Report the count of lines containing the word "target" in the entries below, and nothing more.
========================================
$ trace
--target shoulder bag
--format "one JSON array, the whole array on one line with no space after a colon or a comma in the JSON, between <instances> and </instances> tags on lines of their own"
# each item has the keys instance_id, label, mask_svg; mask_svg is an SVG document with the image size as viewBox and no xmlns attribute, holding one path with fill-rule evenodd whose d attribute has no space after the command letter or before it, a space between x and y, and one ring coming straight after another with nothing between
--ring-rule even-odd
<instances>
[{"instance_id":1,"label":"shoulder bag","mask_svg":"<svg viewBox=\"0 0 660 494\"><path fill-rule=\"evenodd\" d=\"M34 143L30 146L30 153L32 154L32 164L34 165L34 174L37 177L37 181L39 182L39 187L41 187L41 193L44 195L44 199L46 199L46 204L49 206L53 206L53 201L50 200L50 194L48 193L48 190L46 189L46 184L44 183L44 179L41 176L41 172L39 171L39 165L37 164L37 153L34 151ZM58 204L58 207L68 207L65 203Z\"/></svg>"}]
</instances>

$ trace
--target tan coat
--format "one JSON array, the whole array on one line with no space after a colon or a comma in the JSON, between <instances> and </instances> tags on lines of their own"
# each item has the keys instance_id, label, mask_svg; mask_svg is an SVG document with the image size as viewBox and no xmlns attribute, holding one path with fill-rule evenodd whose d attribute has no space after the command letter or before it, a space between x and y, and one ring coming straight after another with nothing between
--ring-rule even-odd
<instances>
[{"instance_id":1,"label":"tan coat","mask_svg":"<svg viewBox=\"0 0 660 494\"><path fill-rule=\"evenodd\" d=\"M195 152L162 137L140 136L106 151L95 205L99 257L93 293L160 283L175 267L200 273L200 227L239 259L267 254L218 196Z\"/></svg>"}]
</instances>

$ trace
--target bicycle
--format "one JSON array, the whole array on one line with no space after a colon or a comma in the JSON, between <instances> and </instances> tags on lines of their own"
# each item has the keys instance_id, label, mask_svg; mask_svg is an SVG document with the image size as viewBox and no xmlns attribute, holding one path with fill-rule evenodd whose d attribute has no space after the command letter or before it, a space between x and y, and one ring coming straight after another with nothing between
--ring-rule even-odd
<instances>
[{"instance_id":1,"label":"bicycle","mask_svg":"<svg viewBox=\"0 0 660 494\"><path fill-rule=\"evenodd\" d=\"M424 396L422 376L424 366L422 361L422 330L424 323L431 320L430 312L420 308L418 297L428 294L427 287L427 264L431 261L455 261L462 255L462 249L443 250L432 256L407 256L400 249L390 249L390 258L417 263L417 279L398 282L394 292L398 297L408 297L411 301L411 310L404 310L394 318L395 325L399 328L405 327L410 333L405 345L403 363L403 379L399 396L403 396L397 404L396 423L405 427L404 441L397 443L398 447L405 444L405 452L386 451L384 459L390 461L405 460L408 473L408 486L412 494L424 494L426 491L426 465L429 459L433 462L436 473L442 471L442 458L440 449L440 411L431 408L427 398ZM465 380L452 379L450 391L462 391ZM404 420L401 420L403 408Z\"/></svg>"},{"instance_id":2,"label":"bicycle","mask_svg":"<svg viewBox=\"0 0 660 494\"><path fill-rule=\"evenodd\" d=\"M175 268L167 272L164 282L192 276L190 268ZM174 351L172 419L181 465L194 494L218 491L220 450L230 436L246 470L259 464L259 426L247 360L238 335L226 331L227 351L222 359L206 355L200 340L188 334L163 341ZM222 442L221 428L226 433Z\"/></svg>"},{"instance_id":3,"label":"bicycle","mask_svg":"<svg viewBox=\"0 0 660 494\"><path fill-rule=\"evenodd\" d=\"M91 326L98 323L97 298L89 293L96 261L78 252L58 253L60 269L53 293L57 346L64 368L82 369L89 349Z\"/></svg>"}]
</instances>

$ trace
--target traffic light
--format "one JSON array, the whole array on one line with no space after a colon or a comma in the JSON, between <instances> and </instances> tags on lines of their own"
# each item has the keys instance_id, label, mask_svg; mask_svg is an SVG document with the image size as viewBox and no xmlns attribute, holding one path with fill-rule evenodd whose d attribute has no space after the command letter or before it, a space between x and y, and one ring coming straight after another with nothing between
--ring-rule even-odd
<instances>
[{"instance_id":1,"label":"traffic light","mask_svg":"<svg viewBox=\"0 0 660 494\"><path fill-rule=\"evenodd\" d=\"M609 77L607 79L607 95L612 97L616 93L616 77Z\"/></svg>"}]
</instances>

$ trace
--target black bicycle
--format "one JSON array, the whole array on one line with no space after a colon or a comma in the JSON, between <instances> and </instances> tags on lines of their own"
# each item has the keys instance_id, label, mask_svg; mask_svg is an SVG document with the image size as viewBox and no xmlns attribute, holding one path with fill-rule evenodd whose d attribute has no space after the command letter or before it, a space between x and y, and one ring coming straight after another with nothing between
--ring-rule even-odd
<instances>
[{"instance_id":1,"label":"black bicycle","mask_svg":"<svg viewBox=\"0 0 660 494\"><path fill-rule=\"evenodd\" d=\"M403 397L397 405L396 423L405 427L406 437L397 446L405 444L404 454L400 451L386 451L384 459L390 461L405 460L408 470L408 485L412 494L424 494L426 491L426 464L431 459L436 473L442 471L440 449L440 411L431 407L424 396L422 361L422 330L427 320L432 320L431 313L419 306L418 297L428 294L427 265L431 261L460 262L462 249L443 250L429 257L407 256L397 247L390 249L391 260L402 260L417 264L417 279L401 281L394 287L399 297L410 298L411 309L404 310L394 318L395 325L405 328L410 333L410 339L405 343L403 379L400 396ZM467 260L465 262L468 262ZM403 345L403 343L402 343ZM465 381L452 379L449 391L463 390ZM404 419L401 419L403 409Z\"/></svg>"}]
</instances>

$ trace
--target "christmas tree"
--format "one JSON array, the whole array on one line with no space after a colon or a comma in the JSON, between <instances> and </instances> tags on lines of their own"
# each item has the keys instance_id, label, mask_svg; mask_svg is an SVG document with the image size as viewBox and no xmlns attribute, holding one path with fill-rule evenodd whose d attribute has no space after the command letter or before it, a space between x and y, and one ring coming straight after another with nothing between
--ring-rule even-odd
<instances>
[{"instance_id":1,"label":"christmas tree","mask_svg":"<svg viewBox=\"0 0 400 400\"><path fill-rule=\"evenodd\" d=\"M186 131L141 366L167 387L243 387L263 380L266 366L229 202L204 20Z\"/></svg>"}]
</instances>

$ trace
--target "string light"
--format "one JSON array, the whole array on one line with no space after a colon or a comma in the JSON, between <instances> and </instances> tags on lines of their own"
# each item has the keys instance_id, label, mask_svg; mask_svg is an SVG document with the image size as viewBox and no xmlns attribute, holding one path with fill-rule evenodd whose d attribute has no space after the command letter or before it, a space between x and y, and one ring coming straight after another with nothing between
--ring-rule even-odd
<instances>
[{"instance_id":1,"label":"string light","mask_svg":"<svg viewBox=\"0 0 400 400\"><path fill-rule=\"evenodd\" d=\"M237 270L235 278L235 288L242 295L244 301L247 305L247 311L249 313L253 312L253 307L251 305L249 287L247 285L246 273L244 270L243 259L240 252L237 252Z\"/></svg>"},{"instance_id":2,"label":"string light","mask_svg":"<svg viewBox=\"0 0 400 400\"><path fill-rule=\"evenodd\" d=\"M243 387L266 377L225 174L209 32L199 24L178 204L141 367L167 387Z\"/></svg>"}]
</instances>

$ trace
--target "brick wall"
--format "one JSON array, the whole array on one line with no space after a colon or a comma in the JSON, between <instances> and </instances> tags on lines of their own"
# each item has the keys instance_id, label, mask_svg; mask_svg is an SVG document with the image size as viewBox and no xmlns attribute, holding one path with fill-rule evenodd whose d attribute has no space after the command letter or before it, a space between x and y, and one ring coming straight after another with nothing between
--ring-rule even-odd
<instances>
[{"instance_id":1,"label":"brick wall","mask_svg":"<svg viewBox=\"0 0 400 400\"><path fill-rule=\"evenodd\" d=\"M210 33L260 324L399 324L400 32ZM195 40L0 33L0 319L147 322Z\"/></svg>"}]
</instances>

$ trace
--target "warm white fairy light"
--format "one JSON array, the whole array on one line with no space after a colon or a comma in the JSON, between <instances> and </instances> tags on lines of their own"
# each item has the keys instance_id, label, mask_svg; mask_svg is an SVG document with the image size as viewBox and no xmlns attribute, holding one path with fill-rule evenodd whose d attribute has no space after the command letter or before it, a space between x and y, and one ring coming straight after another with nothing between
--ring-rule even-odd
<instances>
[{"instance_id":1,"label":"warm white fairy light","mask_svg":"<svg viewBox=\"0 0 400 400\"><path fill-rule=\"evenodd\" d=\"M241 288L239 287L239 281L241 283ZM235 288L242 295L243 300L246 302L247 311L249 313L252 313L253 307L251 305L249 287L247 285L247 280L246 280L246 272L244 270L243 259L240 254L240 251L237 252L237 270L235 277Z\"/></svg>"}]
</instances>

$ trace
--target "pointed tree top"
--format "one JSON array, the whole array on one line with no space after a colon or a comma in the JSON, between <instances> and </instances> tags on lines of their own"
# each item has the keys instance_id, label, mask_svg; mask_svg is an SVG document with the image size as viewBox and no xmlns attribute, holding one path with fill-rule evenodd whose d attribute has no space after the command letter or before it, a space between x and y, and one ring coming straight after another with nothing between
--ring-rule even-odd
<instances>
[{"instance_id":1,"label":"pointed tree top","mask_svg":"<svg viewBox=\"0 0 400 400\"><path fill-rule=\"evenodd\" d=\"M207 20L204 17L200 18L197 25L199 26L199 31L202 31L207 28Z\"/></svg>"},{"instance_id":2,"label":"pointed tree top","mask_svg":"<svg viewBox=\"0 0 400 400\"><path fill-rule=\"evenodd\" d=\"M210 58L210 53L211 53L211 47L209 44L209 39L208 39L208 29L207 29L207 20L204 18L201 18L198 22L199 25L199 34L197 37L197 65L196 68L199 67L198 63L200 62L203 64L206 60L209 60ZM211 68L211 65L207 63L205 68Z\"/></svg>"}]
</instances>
========================================
=== Exercise answer ===
10